Selected excerpt
And while immigration remains an important subject, people’s attention turned to something more pressing: How to spur economic growth in a state that lost more than 300,000 jobs to the recession.
Another history-making stat by the 50th Legislature was the number of lawmakers leaving their seats embroiled in scandal.
Bundgaard, a Peoria Republican, and Patterson, a Tucson Democrat, resigned from office after domestic violence scandals. Both fought the charges, denying guilt in attempt to keep their seats — even after being stripped of leadership in Bundgaard’s case and practically all legislative authority in Patterson’s.
Patterson resigned when it became clear he would be voted out of office by his peers, and Bundgaard quit just moments before he was scheduled to take the stand in his ethics trial.
Miranda, a Tolleson Democrat, abruptly resigned his seat in February, citing health and family issues, only to soon be charged with defrauding a charity for personal gain. Miranda pleaded guilty to wire fraud and attempted tax evasion and faces federal prison time.
Finally, Arredondo, a Tempe Democrat, was indicted in an FBI sting operation that ended in allegations of bribery, fraud, attempted extortion and lying to the police in connection with taking sporting tickets in exchange for helping to broker property deals.

Collected data entries
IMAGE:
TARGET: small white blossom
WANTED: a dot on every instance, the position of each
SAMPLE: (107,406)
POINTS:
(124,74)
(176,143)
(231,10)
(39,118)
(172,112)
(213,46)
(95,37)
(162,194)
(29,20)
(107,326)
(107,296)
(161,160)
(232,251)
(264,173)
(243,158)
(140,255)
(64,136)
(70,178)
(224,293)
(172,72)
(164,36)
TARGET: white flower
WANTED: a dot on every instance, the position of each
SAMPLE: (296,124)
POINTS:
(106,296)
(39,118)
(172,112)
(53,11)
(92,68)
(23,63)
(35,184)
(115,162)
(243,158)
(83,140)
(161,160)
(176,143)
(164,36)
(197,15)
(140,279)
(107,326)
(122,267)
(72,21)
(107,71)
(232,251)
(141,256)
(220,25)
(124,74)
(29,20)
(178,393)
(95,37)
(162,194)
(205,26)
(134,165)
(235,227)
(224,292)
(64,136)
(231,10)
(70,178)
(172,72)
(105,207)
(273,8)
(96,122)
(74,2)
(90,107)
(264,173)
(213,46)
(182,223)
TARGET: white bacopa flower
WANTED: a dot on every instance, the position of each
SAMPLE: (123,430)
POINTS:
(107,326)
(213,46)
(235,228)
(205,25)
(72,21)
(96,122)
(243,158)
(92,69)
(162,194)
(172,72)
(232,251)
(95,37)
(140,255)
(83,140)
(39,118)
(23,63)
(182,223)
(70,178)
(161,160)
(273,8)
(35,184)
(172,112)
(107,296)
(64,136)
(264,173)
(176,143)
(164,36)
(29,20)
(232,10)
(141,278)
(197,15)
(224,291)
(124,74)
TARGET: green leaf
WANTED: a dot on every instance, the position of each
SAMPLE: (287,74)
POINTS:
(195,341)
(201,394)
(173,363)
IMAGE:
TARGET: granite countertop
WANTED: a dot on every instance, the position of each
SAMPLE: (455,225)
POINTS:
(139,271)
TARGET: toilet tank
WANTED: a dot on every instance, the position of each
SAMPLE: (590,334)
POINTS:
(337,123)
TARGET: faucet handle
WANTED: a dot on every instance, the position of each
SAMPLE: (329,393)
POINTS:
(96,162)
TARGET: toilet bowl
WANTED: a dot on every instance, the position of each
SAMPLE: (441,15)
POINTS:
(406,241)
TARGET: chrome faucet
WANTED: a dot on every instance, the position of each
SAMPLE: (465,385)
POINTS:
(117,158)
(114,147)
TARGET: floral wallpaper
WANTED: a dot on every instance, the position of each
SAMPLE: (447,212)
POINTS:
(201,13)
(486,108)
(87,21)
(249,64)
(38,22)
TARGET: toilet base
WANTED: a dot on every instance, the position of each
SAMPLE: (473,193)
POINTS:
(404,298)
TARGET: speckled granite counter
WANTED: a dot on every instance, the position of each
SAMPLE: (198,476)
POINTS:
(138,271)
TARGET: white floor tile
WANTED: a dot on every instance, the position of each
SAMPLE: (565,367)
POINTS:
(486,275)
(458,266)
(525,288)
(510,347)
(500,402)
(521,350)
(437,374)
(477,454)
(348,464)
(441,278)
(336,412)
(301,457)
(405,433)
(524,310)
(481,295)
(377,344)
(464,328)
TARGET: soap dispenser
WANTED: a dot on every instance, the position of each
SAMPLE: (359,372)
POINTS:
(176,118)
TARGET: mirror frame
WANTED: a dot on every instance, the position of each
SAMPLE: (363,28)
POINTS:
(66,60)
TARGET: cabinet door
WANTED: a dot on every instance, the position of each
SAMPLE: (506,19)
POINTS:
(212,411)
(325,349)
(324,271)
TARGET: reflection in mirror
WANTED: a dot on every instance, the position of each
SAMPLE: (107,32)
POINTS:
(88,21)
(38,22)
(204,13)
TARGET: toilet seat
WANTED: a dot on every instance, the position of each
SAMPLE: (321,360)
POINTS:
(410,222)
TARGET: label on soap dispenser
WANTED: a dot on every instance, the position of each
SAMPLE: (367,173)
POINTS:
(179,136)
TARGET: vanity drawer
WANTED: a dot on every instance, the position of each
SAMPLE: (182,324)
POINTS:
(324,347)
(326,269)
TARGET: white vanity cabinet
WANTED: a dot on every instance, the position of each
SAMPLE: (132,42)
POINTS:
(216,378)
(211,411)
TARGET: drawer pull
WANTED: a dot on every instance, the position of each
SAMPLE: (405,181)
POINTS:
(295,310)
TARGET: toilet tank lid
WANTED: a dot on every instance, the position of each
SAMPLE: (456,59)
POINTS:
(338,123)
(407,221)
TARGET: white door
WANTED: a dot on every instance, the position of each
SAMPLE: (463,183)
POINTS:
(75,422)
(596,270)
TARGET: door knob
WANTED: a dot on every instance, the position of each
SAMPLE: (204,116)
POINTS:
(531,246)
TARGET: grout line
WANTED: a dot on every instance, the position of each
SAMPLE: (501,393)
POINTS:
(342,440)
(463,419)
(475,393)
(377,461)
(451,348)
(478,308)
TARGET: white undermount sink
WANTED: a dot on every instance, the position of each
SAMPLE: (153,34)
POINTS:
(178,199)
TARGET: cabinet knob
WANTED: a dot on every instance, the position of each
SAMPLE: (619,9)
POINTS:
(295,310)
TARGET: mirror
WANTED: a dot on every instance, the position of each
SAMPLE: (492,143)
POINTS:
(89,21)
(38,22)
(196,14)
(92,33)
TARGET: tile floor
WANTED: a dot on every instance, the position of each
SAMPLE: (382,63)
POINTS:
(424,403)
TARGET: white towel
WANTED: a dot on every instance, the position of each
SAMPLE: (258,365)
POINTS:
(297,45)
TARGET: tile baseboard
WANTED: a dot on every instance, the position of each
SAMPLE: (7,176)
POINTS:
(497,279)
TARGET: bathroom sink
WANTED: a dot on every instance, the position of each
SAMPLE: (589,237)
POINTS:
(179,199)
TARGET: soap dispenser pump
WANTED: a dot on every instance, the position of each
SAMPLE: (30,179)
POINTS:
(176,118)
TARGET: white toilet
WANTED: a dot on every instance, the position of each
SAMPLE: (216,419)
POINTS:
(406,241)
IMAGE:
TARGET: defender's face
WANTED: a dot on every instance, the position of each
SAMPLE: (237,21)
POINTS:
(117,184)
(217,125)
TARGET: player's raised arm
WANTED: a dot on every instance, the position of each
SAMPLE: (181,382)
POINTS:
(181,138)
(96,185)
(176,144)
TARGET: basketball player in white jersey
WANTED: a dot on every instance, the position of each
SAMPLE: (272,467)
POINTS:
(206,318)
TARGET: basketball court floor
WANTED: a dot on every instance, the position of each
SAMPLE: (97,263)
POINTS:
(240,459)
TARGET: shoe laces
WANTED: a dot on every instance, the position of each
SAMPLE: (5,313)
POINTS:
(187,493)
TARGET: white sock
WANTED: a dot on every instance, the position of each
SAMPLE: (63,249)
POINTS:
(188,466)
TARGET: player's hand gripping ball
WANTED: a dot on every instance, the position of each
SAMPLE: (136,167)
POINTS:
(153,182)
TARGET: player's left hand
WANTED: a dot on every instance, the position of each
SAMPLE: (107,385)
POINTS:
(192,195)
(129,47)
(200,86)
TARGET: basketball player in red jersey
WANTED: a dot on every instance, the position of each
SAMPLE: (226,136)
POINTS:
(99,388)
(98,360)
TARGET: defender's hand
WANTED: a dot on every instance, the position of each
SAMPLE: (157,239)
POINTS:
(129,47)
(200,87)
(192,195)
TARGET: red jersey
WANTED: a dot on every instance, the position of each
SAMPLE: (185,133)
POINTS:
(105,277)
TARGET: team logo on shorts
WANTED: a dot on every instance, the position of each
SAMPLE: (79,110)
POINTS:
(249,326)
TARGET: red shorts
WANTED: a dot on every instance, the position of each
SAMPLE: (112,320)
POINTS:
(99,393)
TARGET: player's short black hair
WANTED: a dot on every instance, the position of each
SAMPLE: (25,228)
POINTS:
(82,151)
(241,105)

Assignment
From the passage on the 50th Legislature above, return verbatim the portion that begins with the words containing "Patterson resigned when" and ends with "his ethics trial.".

Response to this task
Patterson resigned when it became clear he would be voted out of office by his peers, and Bundgaard quit just moments before he was scheduled to take the stand in his ethics trial.